Foto mit Erläuterung zur Bonität

Das Heranziehen der finanziellen Leistungsfähigkeit von Bietern als Eignungskriterium stellt ein vielfach unterschätztes Instrument dar, um sich vor dem Ausfall oder auch Leistungsstörungen zu schützen, die aus wirtschaftlichen Problemen des Vertragspartners resultieren. Gerade im Zuge der aktuellen Corona-Krise ist das Insolvenzrisiko vieler Betriebe gestiegen, so dass eine dahin gehende Überprüfung besonders sinnvoll ist, gleichwohl aber zu einem guten Teil auch auf langfristigen bzw. strategischen Kennzahlen und Kennzahlensystemen erfolgen sollte, um „Vorverurteilungen“ aufgrund aktuell (operativ) schlechter Kennzahlen auszuschließen. Nachdem wir im ersten Teil der Beitragsreihe einen Überblick über die begrifflichen Grundlagen gegeben haben, gehen wir in diesem Teil der Frage nach, wie mithilfe einer Betrachtung verschiedener Kennzahlen die wirtschaftliche Leistungsfähigkeit von Bietern transparent ermittelt werden kann.

=== VORGEGEBENE AUFGABE 1 ===
Nenne alle Adjektive, die im Seitenauszug zur Bonität unmittelbar vor dem Wort „Kennzahlen“ stehen.

Beispiele zur Punktbeschriftung:
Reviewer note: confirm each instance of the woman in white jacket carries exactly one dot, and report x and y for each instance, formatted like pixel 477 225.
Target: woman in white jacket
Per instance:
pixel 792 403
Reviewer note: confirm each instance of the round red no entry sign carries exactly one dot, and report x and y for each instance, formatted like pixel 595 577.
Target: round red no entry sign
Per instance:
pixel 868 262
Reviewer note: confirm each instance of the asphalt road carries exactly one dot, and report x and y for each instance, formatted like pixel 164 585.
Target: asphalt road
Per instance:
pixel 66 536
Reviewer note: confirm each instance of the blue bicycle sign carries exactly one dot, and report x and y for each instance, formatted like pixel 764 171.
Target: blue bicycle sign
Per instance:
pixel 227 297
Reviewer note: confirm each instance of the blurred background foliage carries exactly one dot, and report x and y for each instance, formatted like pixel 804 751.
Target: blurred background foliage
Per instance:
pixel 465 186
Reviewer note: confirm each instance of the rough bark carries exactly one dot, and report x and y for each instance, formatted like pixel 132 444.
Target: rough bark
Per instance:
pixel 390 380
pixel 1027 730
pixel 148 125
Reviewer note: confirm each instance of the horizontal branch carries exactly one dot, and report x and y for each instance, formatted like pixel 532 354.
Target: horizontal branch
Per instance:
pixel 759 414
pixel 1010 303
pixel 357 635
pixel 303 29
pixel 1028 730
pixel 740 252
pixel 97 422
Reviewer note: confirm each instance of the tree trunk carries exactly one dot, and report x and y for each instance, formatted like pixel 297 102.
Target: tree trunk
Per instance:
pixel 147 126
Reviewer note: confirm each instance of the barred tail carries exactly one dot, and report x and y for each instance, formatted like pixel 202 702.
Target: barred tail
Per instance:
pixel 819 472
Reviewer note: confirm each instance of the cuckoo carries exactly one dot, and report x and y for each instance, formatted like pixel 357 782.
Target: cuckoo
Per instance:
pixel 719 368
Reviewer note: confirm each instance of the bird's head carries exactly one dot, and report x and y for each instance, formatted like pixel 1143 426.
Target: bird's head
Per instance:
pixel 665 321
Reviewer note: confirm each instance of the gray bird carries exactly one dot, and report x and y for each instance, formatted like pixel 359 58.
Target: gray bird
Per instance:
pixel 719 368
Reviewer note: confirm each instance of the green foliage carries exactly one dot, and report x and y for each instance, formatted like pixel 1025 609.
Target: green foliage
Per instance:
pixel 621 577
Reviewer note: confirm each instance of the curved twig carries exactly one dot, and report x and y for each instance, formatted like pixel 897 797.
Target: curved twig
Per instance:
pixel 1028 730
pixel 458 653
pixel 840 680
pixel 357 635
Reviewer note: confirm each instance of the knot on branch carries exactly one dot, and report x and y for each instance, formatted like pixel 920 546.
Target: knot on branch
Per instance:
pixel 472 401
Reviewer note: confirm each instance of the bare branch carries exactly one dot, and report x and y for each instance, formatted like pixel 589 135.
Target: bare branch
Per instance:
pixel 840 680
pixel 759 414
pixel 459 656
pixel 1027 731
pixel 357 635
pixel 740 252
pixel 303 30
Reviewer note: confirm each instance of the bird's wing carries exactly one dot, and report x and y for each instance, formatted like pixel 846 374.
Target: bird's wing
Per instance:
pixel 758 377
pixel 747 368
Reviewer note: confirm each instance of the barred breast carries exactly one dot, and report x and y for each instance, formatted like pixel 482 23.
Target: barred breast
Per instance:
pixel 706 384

=== VORGEGEBENE AUFGABE 2 ===
Ersetze in der Auflistung „no entry sign“ durch „prohibition sign“ und gib alles von der Zeile mit „Reviewer note: confirm each instance of the round“ bis hinunter zur Zeile mit „pixel 868 262“ wieder, ansonsten unverändert.

=== VOLLSTÄNDIGE ANTWORT 1 ===
strategischen, schlechter, verschiedener

=== VOLLSTÄNDIGE ANTWORT 2 ===
Reviewer note: confirm each instance of the round red prohibition sign carries exactly one dot, and report x and y for each instance, formatted like pixel 595 577.
Target: round red prohibition sign
Per instance:
pixel 868 262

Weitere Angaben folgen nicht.